SET PROBLEM
Lines before the one containing "pick out the woman, placing" are excluded; reproduce that line and all lines after it in the entries below, exactly.
[Start]
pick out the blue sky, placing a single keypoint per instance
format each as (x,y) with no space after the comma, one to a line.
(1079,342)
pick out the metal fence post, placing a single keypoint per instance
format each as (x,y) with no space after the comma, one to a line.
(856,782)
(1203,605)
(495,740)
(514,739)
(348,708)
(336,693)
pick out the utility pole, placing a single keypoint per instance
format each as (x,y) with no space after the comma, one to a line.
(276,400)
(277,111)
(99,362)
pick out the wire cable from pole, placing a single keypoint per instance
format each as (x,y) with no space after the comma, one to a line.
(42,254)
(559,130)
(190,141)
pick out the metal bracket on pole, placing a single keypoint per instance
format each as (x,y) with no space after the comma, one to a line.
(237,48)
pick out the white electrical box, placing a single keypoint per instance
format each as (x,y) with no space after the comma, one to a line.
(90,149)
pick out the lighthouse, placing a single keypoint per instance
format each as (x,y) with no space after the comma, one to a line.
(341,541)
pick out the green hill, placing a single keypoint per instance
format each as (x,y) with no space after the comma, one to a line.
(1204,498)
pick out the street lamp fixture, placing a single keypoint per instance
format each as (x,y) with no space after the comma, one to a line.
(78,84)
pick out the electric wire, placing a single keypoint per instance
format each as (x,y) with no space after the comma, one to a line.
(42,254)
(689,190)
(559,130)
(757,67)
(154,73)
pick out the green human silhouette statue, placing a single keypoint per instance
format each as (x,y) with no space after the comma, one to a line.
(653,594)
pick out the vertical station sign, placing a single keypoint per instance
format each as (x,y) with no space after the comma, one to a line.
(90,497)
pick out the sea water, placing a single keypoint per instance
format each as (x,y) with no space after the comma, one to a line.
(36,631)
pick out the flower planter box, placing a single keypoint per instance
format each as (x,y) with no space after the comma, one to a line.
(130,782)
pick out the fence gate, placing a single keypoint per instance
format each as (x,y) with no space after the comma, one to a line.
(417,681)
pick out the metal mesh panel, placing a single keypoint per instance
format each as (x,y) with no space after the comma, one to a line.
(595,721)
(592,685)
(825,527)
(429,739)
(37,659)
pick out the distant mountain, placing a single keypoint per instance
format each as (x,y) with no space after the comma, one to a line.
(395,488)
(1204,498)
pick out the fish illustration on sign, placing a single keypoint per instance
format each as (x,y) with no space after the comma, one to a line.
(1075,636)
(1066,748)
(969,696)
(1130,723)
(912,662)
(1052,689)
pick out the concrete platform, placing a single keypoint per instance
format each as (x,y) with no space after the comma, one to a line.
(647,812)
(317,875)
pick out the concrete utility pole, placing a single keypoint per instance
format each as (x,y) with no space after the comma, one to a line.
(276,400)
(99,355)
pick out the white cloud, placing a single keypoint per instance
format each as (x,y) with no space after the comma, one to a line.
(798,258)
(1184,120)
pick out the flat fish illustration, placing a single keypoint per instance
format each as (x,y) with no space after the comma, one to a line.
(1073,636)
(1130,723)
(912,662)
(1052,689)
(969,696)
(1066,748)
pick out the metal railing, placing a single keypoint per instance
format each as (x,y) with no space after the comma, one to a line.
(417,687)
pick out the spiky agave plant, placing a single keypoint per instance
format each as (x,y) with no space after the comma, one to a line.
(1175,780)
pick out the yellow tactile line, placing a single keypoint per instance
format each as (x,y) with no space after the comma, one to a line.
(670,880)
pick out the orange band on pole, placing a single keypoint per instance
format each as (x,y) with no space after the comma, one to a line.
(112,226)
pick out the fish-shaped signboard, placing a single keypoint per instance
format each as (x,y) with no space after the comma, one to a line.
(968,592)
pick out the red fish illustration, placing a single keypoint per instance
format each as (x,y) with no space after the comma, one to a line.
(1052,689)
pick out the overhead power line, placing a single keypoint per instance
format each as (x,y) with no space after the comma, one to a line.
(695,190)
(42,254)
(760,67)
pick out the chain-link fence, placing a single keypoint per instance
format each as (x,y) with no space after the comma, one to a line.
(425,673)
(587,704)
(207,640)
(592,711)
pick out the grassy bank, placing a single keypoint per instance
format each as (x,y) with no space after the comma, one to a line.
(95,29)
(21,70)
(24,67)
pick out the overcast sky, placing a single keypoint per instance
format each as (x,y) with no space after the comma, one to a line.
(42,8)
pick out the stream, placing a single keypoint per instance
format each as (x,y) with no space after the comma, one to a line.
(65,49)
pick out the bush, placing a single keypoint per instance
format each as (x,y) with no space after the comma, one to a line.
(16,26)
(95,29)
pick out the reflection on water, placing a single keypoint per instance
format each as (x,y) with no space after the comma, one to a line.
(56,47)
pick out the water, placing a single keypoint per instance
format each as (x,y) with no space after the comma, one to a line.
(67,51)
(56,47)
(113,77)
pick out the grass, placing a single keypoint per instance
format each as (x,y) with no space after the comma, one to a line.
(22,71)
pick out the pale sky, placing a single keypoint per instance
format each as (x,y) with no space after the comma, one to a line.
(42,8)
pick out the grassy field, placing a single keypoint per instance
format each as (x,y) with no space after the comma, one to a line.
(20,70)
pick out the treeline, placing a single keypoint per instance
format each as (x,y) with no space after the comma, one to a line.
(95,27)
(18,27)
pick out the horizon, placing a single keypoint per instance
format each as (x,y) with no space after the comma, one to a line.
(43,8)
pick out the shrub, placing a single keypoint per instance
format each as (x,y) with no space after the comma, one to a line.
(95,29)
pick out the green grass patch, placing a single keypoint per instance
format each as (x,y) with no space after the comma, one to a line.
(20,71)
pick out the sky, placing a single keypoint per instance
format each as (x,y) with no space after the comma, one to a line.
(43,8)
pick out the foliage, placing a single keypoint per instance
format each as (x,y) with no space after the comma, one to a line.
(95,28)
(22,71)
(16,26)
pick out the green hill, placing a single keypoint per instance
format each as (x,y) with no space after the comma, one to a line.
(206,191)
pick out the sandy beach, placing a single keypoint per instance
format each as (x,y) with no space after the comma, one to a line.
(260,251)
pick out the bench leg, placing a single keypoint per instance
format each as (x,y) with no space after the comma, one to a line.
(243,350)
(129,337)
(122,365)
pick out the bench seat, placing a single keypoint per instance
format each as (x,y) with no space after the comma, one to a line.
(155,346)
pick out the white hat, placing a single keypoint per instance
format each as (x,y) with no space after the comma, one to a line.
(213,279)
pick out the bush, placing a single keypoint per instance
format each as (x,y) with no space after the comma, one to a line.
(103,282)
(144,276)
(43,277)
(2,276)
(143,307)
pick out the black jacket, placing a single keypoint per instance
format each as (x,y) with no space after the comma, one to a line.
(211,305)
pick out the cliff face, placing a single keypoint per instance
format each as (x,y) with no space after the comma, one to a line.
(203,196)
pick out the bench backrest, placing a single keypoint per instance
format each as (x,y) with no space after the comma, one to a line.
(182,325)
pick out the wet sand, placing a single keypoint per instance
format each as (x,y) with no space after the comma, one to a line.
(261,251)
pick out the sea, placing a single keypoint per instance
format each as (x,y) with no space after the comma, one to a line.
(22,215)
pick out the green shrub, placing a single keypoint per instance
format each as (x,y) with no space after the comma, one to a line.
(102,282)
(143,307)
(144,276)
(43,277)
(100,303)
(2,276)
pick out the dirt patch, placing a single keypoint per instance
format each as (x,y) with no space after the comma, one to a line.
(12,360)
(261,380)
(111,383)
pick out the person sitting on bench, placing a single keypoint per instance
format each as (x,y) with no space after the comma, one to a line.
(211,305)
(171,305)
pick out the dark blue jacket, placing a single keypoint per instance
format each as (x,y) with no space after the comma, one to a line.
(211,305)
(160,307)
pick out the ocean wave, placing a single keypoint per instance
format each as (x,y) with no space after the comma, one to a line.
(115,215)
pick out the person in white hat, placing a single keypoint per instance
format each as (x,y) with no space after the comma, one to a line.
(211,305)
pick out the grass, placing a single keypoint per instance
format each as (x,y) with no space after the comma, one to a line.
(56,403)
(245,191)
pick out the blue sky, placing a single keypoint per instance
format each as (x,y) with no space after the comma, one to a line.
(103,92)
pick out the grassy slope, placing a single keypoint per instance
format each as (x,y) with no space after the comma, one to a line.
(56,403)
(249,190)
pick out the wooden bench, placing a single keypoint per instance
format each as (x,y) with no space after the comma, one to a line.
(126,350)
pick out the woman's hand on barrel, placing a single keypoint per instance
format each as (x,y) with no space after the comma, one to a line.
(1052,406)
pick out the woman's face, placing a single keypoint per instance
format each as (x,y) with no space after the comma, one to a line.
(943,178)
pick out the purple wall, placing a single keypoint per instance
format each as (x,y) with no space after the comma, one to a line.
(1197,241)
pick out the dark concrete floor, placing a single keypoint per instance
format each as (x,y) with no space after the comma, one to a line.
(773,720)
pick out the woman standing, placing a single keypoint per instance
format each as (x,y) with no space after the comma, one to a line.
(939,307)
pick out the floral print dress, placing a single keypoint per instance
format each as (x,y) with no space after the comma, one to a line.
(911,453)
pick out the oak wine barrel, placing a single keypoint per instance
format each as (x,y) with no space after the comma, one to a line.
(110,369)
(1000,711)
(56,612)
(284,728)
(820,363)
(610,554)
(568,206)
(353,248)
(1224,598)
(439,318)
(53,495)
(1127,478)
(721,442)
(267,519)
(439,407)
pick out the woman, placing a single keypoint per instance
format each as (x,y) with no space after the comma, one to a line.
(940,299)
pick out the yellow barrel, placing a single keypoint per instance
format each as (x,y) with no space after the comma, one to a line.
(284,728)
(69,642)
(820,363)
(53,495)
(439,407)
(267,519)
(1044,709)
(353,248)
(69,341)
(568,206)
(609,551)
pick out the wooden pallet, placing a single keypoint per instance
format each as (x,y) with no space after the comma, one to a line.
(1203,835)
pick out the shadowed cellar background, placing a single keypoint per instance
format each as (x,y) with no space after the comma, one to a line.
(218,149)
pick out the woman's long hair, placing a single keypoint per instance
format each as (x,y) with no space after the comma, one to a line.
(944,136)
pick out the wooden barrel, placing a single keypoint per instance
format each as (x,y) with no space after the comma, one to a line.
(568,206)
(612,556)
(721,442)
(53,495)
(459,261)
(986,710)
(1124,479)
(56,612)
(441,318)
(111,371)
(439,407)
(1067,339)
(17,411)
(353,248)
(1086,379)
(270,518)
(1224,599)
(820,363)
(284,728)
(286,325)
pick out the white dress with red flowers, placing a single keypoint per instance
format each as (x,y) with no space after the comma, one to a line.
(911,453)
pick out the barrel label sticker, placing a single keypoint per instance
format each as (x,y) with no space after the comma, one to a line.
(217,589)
[End]
FINAL ANSWER
pick out the woman, placing a single keypoint per instance
format each as (x,y) with no space after the comma, one to a line.
(940,299)
pick out the yellow barrel, placing a single keypoint per instance
format each as (x,y) with no space after the comma, one to a line.
(284,728)
(69,642)
(820,363)
(53,495)
(439,407)
(267,519)
(1044,709)
(353,248)
(69,341)
(568,206)
(609,551)
pick out the wooden pallet, placing a single keypoint per instance
format each as (x,y) with no space after the comma, one to a line.
(1203,835)
pick out the shadowed cellar background, placing a single keypoint per instance
format each as (x,y) with no space after the comma, one to a line.
(218,149)
pick out the woman's long hair, placing a single keypoint per instance
format each as (x,y) with no space after the comma, one to a line.
(944,136)
pick out the wooden barrel, placing a single keypoint per instance
format each as (x,y) with no space after the comma, one to a line.
(568,206)
(612,556)
(721,442)
(53,495)
(459,261)
(986,710)
(1124,479)
(56,612)
(441,318)
(111,371)
(439,407)
(1067,339)
(17,411)
(353,248)
(1086,379)
(270,518)
(1224,599)
(820,363)
(284,728)
(286,325)
pick out the white dress with red flowers, placing a single keypoint per instance
format each as (x,y) with no space after the comma, one to a line.
(911,453)
pick out the barrel label sticker, placing a single keypoint per instance
format each as (x,y) with no space after the comma, one to a line.
(217,589)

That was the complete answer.